● Action item
Write out, word for word, every line in the data below from the one containing "Class: single-story house." to the one containing "Class: tile roof.", both of them included.

Data extracted from a collection

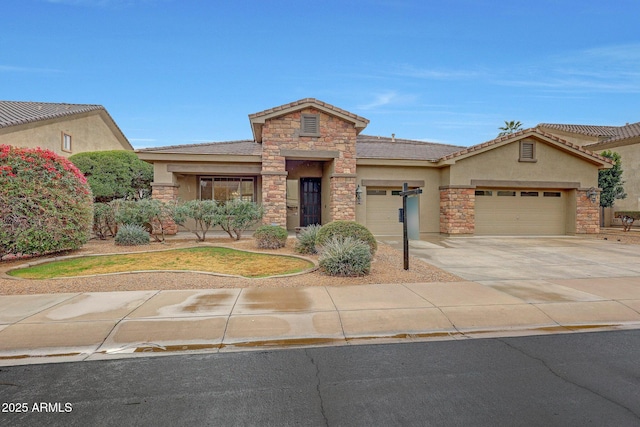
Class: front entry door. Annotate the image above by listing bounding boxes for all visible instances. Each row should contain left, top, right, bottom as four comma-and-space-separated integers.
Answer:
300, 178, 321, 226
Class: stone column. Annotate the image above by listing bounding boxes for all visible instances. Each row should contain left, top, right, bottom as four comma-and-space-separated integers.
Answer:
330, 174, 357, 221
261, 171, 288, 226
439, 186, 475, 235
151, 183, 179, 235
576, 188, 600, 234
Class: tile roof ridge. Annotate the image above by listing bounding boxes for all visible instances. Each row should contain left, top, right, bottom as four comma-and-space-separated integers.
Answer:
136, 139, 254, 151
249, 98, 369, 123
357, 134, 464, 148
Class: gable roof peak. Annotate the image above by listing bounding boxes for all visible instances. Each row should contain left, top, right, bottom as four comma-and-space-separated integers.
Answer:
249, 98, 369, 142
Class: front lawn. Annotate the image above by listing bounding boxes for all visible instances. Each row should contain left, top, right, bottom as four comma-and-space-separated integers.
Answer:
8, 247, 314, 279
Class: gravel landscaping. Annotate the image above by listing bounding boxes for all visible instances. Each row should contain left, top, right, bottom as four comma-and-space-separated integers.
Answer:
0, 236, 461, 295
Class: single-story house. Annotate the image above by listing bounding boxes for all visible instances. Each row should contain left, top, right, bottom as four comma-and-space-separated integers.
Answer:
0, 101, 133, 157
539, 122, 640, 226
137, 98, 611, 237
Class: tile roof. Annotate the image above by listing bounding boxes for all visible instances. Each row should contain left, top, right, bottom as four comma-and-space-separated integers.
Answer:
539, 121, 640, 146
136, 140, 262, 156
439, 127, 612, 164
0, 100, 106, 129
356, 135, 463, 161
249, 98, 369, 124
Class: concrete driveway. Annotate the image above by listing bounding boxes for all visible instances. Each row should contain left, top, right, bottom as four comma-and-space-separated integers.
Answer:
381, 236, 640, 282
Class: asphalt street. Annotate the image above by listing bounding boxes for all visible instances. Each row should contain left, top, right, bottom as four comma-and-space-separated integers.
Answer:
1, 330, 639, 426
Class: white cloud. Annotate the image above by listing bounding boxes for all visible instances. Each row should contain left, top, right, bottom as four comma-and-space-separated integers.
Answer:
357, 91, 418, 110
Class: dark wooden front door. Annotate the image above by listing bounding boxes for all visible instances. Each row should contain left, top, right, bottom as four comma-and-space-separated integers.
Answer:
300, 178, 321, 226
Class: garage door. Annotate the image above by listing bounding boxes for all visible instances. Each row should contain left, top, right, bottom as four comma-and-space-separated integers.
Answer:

* * *

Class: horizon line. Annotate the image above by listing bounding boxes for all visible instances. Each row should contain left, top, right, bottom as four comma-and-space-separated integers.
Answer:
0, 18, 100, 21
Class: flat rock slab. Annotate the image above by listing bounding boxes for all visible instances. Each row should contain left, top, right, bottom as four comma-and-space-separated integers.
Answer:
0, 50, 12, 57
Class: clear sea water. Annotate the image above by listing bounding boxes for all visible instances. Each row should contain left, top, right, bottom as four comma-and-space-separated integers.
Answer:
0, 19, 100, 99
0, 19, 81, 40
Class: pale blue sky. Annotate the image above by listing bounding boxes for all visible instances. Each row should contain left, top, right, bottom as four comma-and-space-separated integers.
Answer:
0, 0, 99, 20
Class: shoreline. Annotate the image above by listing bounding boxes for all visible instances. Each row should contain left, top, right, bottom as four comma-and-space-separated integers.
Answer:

● Reply
Class: single-story house. Annotate the image above by listing bounding boxes for all visible instances. Each row should contain left, top, right, bottom as four comma-and-space-separated integers.
Answer:
0, 101, 133, 157
539, 122, 640, 226
137, 98, 611, 237
Class: tile roof. Annotate the image above by listing bounding boxes for all visible instances. Each row should contain left, top, right, bottom as four comma-and-space-separated integers.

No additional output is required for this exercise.